Actividades:
**1.** Resume en forma de lista el párrafo de la selección que empieza con "En verdad, el desprecio a la política", conservando sus datos principales.
**2.** Reescribe el tramo de la selección desde "En el país hemos" hasta "la sociedad civil.", sustituyendo "consultor" por "asesor".

Selección:

# # # #

En el país hemos llegado al absurdo de pensar que lo mejor es hacer política sin políticos; que los partidos y organizaciones políticas podrían ser reemplazadas por los medios de comunicación o que, llegado el tiempo electoral, es suficiente con maquinarias electorales, agencias de publicidad, empresas de promoción de candidatos-productos para cumplir con el ritual de reemplazar a los gobernantes por la vía del sufragio. Hace poco, a propósito de la campaña de la última consulta popular, un consultor me dijo: "la única manera de combatir las posiciones del gobierno es con una campaña sin políticos, solo de ciudadanos". Frente a un hecho eminentemente político como una consulta popular, este afamado consultor sostenía, sin sonrojarse, que los políticos y sus organizaciones debían retirarse del escenario y dejar el espacio a los ciudadanos y a la sociedad civil.
En verdad, el desprecio a la política y los políticos no es nuevo en el Ecuador. La anti política es parte de la tradición populista que se consolidó en el país desde los años 30 del siglo pasado. La reemergencia del caudillismo y del reformismo militar como vía de modernización afianzó la idea de que la única forma de liberar al país del secuestro de los grupos dominantes en aquella época, hacendados y agroexportadores, requería romper con la política partidaria. Se partía del entendido de que los grupos de poder se encontraban efectivamente representados por los partidos Liberal y Conservador; siendo que el Partido Socialista reclamaba representar a los sectores obreros, campesinos y profesionales. En ese contexto, la figura del caudillo civil, de la que Velasco Ibarra fue la más apoteósica y trágica encarnación, y el populismo militar aparecieron como alternativa para trascender a la particularidad de los partidos, pretendiendo representar el interés de todos, en especial de los excluidos por la política partidista del momento. Si bien esta fue una salida temporal, la anti política se sedimentó en la cultura política ecuatoriana sobre la premisa, siempre repetida pero nunca demostrada, de que las grandes transformaciones solo podrían realizarse con la intervención de caudillos iluminados o actores extra políticos, como los militares, los mismos que se vistieron con discursos mesiánicos, redentoristas y maniqueos, propios del populismo que florecía con fuerza en el Ecuador y en casi todos los países de la región.

# # # #

Registros proporcionados:

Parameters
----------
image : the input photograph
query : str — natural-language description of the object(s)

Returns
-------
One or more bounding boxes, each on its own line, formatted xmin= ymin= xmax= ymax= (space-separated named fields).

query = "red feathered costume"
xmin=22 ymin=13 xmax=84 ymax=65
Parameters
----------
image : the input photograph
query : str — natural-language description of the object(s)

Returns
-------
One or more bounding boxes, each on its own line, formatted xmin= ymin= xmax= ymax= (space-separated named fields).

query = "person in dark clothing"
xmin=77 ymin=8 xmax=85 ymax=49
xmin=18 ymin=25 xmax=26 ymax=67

# # # #

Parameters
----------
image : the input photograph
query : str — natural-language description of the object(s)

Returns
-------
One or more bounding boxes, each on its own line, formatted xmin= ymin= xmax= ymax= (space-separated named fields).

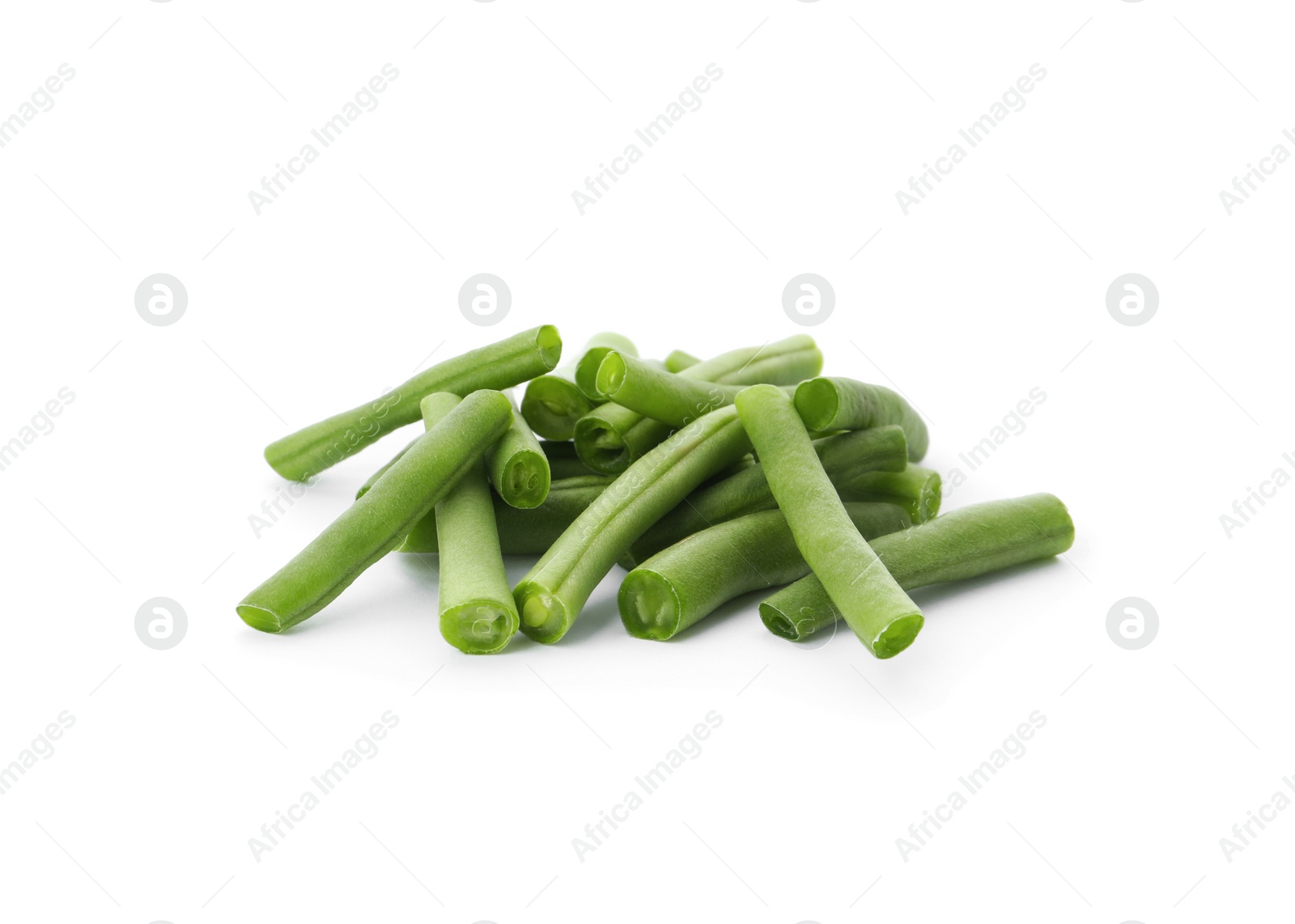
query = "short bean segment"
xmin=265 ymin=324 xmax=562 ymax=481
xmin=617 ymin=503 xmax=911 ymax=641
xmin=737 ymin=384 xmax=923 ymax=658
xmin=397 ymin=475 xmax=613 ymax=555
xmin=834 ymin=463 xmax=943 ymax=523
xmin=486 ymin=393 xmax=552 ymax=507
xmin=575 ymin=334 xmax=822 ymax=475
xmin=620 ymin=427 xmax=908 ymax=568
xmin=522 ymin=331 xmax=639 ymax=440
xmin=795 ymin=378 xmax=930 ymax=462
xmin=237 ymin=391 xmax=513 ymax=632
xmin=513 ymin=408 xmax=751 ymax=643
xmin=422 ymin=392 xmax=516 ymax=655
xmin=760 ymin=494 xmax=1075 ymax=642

# # # #

Respuestas:
**1.**
- El desprecio a la política y a los políticos no es nuevo en el Ecuador. La anti política forma parte de la tradición populista consolidada desde los años 30 del siglo pasado.
- La reemergencia del caudillismo y del reformismo militar afianzó la idea de que romper con la política partidaria era la única forma de liberar al país del secuestro de los grupos dominantes: hacendados y agroexportadores.
- Se entendía que los partidos Liberal y Conservador representaban a esos grupos de poder. El Partido Socialista reclamaba representar a obreros, campesinos y profesionales.
- El caudillo civil, cuya encarnación más apoteósica y trágica fue Velasco Ibarra, y el populismo militar surgieron como alternativa. Pretendían representar el interés de todos, en especial de los excluidos por la política partidista.
- Fue una salida temporal, pero la anti política se sedimentó en la cultura política ecuatoriana. Descansó en la premisa, nunca demostrada, de que solo caudillos iluminados o actores extra políticos, como los militares, podían realizar las grandes transformaciones.
- Esos actores adoptaron discursos mesiánicos, redentoristas y maniqueos, propios del populismo que florecía en el Ecuador y en casi toda la región.

**2.**
En el país hemos llegado al absurdo de pensar que lo mejor es hacer política sin políticos; que los partidos y organizaciones políticas podrían ser reemplazadas por los medios de comunicación o que, llegado el tiempo electoral, es suficiente con maquinarias electorales, agencias de publicidad, empresas de promoción de candidatos-productos para cumplir con el ritual de reemplazar a los gobernantes por la vía del sufragio. Hace poco, a propósito de la campaña de la última consulta popular, un asesor me dijo: "la única manera de combatir las posiciones del gobierno es con una campaña sin políticos, solo de ciudadanos". Frente a un hecho eminentemente político como una consulta popular, este afamado asesor sostenía, sin sonrojarse, que los políticos y sus organizaciones debían retirarse del escenario y dejar el espacio a los ciudadanos y a la sociedad civil.